What to produce: Skip the images and copy each record exactly as written.

Given records:
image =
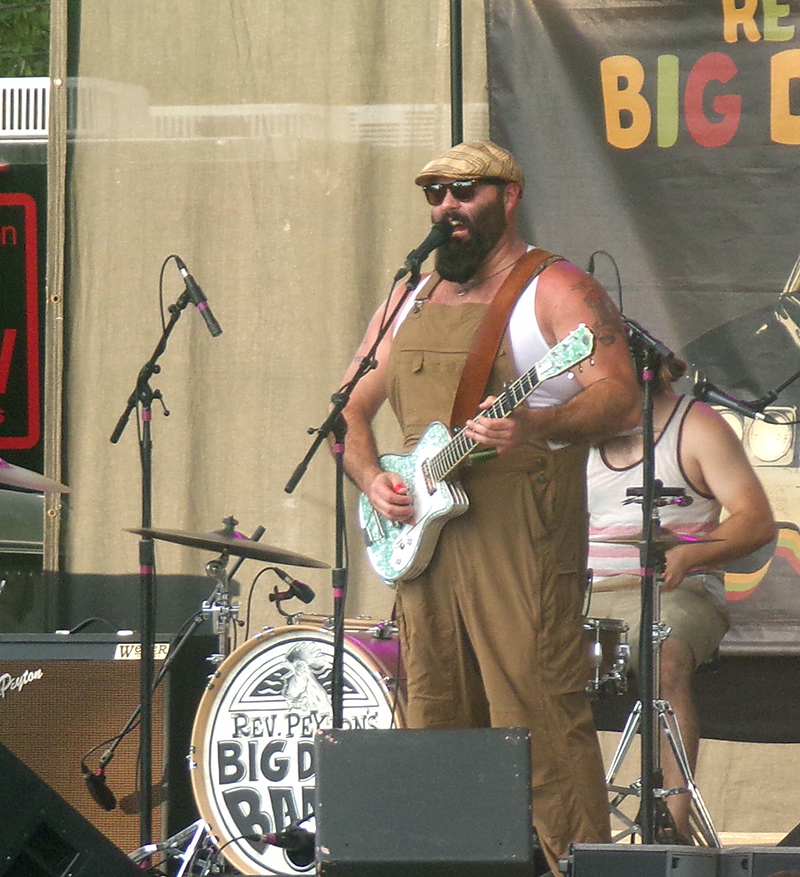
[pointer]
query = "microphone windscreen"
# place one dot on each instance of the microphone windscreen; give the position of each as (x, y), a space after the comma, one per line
(102, 795)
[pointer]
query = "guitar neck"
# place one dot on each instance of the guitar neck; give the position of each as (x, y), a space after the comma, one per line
(452, 455)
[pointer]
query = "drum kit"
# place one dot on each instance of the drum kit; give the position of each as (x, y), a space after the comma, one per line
(251, 757)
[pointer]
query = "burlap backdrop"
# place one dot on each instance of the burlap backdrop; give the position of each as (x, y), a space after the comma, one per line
(271, 145)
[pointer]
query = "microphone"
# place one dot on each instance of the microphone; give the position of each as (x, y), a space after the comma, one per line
(198, 298)
(296, 589)
(653, 343)
(96, 784)
(298, 843)
(440, 233)
(707, 392)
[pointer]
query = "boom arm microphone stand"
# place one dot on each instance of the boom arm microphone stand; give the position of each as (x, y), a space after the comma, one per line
(143, 396)
(335, 424)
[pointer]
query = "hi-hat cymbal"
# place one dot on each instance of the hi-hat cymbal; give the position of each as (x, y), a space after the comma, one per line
(16, 476)
(662, 537)
(232, 544)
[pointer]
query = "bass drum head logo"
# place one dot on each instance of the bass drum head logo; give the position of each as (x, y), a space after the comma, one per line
(252, 754)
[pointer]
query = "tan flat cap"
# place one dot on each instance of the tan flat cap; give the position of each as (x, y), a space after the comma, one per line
(475, 159)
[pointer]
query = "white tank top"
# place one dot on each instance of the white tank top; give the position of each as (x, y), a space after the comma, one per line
(528, 346)
(608, 516)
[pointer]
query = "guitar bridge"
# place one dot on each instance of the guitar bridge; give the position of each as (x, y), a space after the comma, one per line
(430, 484)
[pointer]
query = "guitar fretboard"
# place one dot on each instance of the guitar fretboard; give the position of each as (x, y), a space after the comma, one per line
(453, 454)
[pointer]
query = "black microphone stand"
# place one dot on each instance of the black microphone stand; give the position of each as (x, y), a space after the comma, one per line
(651, 777)
(336, 425)
(143, 396)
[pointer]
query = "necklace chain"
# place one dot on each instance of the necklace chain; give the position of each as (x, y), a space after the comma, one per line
(474, 284)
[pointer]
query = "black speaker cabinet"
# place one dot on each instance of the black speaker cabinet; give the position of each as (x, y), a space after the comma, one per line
(423, 803)
(42, 836)
(760, 861)
(62, 695)
(641, 860)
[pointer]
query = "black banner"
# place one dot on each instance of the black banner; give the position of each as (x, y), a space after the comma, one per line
(667, 135)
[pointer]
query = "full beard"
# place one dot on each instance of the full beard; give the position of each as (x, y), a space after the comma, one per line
(459, 260)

Right answer:
image =
[pointer]
query = "microphone windscreen"
# place one dot on each instance of the microphone windscreen; give the position of each as (x, y), a space after the comma, one per line
(102, 795)
[pointer]
query = "guitar neck"
# place one dot on each instance of the guitar neck; give the position of each as (x, y), a space after the comma, one per line
(452, 455)
[pointer]
query = "drum kit"
# place one dot on each instance of the drum kit; give the position of each as (x, y), a space after the comma, one per line
(251, 757)
[pointer]
query = "burlap backdrop"
# place one dot on each instance of the burlap backdrop; give the position of each as (x, y), a space after the comma, one per line
(271, 145)
[pointer]
query = "microphone"
# place one dot on each instance of the microphone; give the position of each as (x, y), a space after the comma, one per line
(198, 298)
(296, 589)
(653, 343)
(96, 784)
(298, 843)
(440, 233)
(707, 392)
[pointer]
query = "boom arm microphone stand"
# place one dot on each instance of the boom arm microphone stand; give the position of each as (x, y), a space after the comma, one per line
(143, 396)
(335, 424)
[pointer]
query = "hi-hat cymbal"
# place one dot on each instance of the hi-hat cymbal; give the position of each as (x, y), a space after the comma, one per line
(16, 476)
(662, 537)
(232, 544)
[pointer]
query = "bass drum head logo"
# place one dot on each instance of the bass drum head logo; give the position of each as (x, y), a space after the comma, one per line
(252, 754)
[pointer]
query = "tan flat cap"
# place one dot on each instance of the tan flat cap; give the position of each as (x, y), a space after the comma, one per line
(475, 159)
[pointer]
query = "white tank top"
# place one dot on each instance of the white tank top; give the position of each as (x, y), a space after the comma, one per line
(528, 346)
(608, 516)
[pointer]
query = "guitar bridge"
# place one dot on each instance of the guitar bridge; give the position of each as (x, y), a space after the comma, one per line
(430, 484)
[pointer]
query = "guitar fretboard"
# place one dot on each instance of the guitar fretboard; give the position of each as (x, y), a space after the comma, one per line
(453, 454)
[pointer]
query = "black microphone stand"
# place one dot on each instance of the black microphone stand; give the position of each as (x, y), a space after the comma, one per line
(651, 777)
(336, 425)
(143, 396)
[pointer]
query = "necklace chain"
# place one dot on each instance of the necklace chain; give the position of each as (x, y), a space after the comma, one per line
(474, 284)
[pointer]
query = "black speaker cabinet"
# place one dot on each instance of the black speaker cabinet; give the position of each as (x, y), a space after the comma, one per line
(423, 803)
(42, 836)
(760, 861)
(62, 695)
(641, 860)
[pointer]
query = "black banner"
# place one dot on each instance of the black banner; give the position of each as (x, y), a space after the comma, one per line
(667, 135)
[pointer]
query = "full beard"
# place one dot on each instance of the full beard; give the position of each as (x, y), a space after the comma, one per line
(459, 260)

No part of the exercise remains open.